- [Data supplied]
-*-

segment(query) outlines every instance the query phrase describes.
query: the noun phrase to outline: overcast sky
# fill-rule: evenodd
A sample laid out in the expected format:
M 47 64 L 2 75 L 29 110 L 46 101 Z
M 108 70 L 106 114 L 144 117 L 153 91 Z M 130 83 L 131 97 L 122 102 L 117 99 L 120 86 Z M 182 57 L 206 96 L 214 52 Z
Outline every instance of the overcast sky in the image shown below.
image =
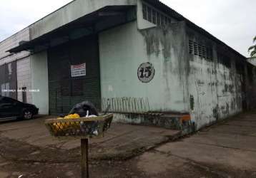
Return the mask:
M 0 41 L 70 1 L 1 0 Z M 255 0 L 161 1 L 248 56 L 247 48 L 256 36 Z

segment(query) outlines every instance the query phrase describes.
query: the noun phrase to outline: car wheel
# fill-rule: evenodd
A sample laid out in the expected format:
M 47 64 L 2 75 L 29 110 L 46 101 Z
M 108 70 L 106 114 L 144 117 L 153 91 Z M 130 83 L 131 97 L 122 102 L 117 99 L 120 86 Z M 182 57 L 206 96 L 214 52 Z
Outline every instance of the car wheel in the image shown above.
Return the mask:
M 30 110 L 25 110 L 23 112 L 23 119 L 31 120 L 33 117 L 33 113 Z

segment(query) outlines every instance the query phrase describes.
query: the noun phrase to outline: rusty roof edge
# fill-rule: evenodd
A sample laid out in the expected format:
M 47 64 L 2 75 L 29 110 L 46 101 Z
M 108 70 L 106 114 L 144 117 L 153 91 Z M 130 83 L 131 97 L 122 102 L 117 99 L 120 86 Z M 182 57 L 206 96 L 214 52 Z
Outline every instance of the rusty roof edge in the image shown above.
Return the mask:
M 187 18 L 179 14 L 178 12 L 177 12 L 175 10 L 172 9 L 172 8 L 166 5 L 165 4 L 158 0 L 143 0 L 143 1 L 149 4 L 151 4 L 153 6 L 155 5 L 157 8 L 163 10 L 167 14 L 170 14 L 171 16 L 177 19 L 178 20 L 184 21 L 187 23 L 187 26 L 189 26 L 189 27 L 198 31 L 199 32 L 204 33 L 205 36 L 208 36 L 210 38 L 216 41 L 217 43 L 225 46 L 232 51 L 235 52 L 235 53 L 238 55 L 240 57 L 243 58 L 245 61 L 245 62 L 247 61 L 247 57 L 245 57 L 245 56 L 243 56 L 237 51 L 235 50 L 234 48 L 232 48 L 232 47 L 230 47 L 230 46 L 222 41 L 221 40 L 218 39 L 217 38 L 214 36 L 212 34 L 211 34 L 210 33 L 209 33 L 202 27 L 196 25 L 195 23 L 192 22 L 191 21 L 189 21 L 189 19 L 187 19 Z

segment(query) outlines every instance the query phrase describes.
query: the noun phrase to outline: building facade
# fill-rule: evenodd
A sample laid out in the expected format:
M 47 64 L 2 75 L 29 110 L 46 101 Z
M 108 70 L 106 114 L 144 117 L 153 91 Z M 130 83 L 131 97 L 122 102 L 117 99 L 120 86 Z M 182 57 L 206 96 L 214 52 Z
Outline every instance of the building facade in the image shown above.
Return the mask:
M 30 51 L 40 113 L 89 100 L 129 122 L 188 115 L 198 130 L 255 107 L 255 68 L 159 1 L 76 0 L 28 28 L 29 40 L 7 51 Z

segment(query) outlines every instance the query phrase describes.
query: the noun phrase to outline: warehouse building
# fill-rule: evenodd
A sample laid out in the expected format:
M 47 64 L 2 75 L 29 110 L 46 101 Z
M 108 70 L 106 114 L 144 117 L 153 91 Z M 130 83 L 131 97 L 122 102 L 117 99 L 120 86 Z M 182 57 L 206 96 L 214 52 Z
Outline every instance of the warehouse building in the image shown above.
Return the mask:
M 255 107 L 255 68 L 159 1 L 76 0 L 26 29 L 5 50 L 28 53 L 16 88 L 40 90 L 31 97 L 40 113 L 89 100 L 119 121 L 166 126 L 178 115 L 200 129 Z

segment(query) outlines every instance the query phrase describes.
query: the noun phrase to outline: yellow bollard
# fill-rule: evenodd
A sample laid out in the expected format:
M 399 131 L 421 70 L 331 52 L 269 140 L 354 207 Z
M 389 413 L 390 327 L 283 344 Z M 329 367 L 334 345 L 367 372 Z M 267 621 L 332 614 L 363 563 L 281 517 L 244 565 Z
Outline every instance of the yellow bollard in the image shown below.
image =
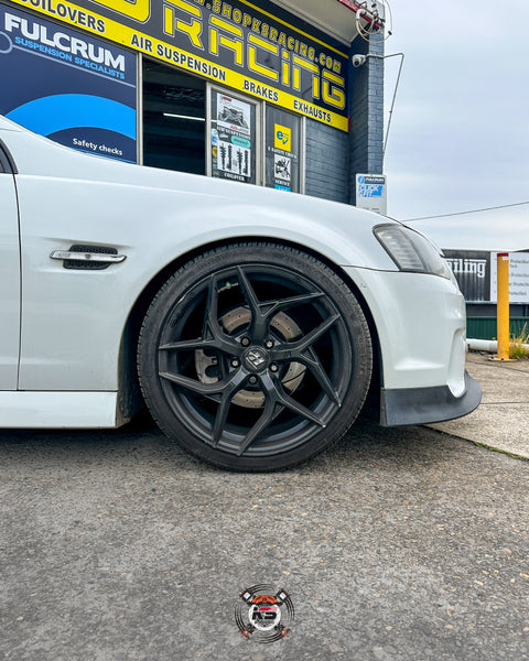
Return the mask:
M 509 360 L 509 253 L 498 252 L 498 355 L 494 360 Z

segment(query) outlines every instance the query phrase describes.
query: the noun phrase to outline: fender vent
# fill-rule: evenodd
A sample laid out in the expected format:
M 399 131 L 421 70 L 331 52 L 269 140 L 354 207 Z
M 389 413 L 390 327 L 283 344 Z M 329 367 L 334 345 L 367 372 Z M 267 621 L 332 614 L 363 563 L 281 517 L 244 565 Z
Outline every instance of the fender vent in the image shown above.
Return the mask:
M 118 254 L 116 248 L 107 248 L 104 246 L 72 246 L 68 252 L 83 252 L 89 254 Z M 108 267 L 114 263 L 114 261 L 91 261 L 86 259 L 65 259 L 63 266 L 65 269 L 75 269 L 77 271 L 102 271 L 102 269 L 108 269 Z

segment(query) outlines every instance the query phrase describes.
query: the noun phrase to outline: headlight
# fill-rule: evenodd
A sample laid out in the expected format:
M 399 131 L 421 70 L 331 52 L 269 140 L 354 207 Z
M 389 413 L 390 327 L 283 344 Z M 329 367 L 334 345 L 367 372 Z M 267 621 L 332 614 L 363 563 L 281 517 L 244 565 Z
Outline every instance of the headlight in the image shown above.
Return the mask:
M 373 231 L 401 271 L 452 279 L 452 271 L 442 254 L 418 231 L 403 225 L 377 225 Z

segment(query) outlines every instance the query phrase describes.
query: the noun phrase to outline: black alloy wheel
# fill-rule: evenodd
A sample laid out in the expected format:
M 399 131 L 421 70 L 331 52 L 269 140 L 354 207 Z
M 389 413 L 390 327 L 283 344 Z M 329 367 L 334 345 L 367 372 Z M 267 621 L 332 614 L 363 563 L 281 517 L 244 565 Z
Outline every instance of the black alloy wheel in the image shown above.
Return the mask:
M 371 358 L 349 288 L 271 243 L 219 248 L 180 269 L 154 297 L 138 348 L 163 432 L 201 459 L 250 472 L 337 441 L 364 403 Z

-*-

- [Aim of the exercise] Edit every one of the items above by replacing "noun phrase" with "descriptive phrase" and leaving everything else unchanged, and leave the pictures out of your answer.

- [The result]
segment(query) outlines every instance the query phrase describes.
query: the descriptive phrase to outline: overcast sky
# fill-rule: evenodd
A sample laid out in the expected format:
M 47 64 L 2 75 L 29 110 L 46 101 Z
M 108 70 L 106 114 L 144 117 L 153 91 Z M 130 83 L 131 97 L 122 102 L 117 99 L 120 86 Z M 182 57 L 206 96 L 214 52 Z
Outline every instance of the overcast sky in the image shown below.
image =
Return the mask:
M 0 41 L 70 1 L 1 0 Z M 255 0 L 161 1 L 248 56 L 247 48 L 256 36 Z

segment(query) outlines every instance the query phrase describes.
query: the descriptive phrase to outline: car wheel
# fill-rule: evenodd
A sample laid out in the expected format:
M 47 64 L 2 75 L 29 110 L 46 101 Z
M 108 70 L 106 114 L 144 117 L 153 91 Z M 130 83 L 131 97 L 122 102 L 117 99 L 120 86 Z M 182 57 L 206 96 L 214 52 Z
Outline every instance of the car wheel in the image shown above.
Return the mask:
M 30 110 L 25 110 L 23 112 L 23 119 L 31 120 L 33 117 L 33 113 Z

segment(query) outlines every instance the query phrase describes.
query: the descriptive phrase to outline: rusty roof edge
# fill-rule: evenodd
A sample laid out in the expected format:
M 47 64 L 2 75 L 29 110 L 46 101 Z
M 108 70 L 106 114 L 144 117 L 153 91 Z M 130 83 L 131 97 L 122 102 L 117 99 L 120 86 Z M 182 57 L 206 96 L 214 52 Z
Outline every instance of the rusty roof edge in the image shown above.
Return the mask:
M 187 18 L 179 14 L 178 12 L 177 12 L 175 10 L 172 9 L 172 8 L 166 5 L 165 4 L 158 0 L 143 0 L 143 1 L 149 4 L 151 4 L 153 6 L 155 5 L 157 8 L 163 10 L 167 14 L 170 14 L 171 16 L 177 19 L 178 20 L 184 21 L 187 23 L 187 26 L 189 26 L 189 27 L 198 31 L 199 32 L 204 33 L 205 36 L 208 36 L 210 38 L 216 41 L 217 43 L 225 46 L 232 51 L 235 52 L 235 53 L 238 55 L 240 57 L 243 58 L 245 61 L 245 62 L 247 61 L 247 57 L 245 57 L 245 56 L 243 56 L 237 51 L 235 50 L 234 48 L 232 48 L 232 47 L 230 47 L 230 46 L 222 41 L 221 40 L 218 39 L 217 38 L 214 36 L 212 34 L 211 34 L 210 33 L 209 33 L 202 27 L 196 25 L 195 23 L 192 22 L 191 21 L 189 21 L 189 19 L 187 19 Z

segment(query) outlines every instance the query phrase describes.
query: the descriptive phrase to outline: building facade
# fill-rule: evenodd
A sample laid out in the expected format:
M 47 64 L 2 75 L 29 110 L 46 101 Z
M 108 70 L 106 114 L 144 117 L 153 91 Z M 130 83 L 131 97 L 122 102 L 117 99 L 120 86 Z M 182 57 L 206 96 L 214 52 Z
Outline every instance of the building facade in the image shown above.
Return the mask:
M 30 51 L 40 113 L 89 100 L 129 122 L 188 115 L 198 130 L 255 107 L 255 68 L 159 1 L 76 0 L 28 28 L 29 40 L 7 51 Z

segment(query) outlines every instance the query phrase describes.
query: the descriptive phrase to outline: warehouse building
# fill-rule: evenodd
A sample laid out in the expected format:
M 47 64 L 2 75 L 29 110 L 46 101 Z
M 108 70 L 106 114 L 144 117 L 153 91 Z M 130 83 L 131 97 L 122 102 L 117 99 L 120 86 Z M 182 57 L 206 96 L 214 52 Z
Outline every instance of the warehouse building in the image shown above.
Return the mask:
M 255 107 L 255 68 L 159 1 L 76 0 L 26 29 L 5 50 L 28 53 L 16 88 L 40 90 L 31 97 L 40 113 L 89 100 L 119 121 L 166 126 L 178 115 L 200 129 Z

segment(query) outlines every instance the query phrase describes.
query: the descriptive phrase to outline: yellow bollard
# fill-rule: evenodd
A sample laid out in the expected format:
M 399 131 L 421 70 L 331 52 L 269 140 L 354 207 Z
M 389 413 L 390 327 L 283 344 Z M 329 367 L 334 345 L 367 372 Z M 267 621 L 332 614 L 363 563 L 281 517 L 244 565 Z
Outline every instance of the yellow bollard in the image shown below.
image =
Return the mask:
M 509 360 L 509 253 L 498 252 L 498 355 L 494 360 Z

segment(query) outlines every instance the query phrase describes.
query: the descriptive phrase to outline: fender vent
# fill-rule: evenodd
A sample laid out in the expected format:
M 399 131 L 421 70 L 331 52 L 269 140 L 354 207 Z
M 389 413 L 390 327 L 283 344 Z M 329 367 L 334 345 L 367 372 Z M 267 621 L 332 614 L 363 563 L 281 517 L 244 565 Z
Outline every instance of the fender vent in the image shown above.
Return the mask:
M 118 254 L 116 248 L 107 248 L 104 246 L 72 246 L 68 252 L 83 252 L 89 254 Z M 108 267 L 114 263 L 114 261 L 91 261 L 86 259 L 65 259 L 63 266 L 65 269 L 75 269 L 77 271 L 102 271 L 102 269 L 108 269 Z

segment(query) outlines every instance the query phrase describes.
query: the descriptive phrase to outline: headlight
# fill-rule: evenodd
A sample laid out in the expected format:
M 399 131 L 421 70 L 331 52 L 269 140 L 354 207 Z
M 389 413 L 390 327 L 283 344 Z M 329 367 L 334 345 L 367 372 Z M 267 621 L 332 614 L 363 563 L 281 517 L 244 565 Z
Outline every instance of the headlight in the image shown above.
Return the mask:
M 373 231 L 401 271 L 452 279 L 452 271 L 442 254 L 418 231 L 403 225 L 377 225 Z

segment(query) outlines every instance the query phrase describes.
query: the descriptive phrase to outline: black alloy wheel
# fill-rule: evenodd
A sample laid out in the expected format:
M 399 131 L 421 70 L 331 52 L 269 140 L 354 207 Z
M 389 413 L 390 327 L 283 344 Z M 329 367 L 334 345 L 367 372 Z M 267 621 L 332 614 L 363 563 L 281 517 L 244 565 Z
Outline every instance of the black alloy wheel in the image shown above.
Return the mask:
M 371 358 L 349 288 L 271 243 L 219 248 L 180 269 L 154 297 L 138 348 L 163 432 L 201 459 L 250 472 L 337 441 L 364 403 Z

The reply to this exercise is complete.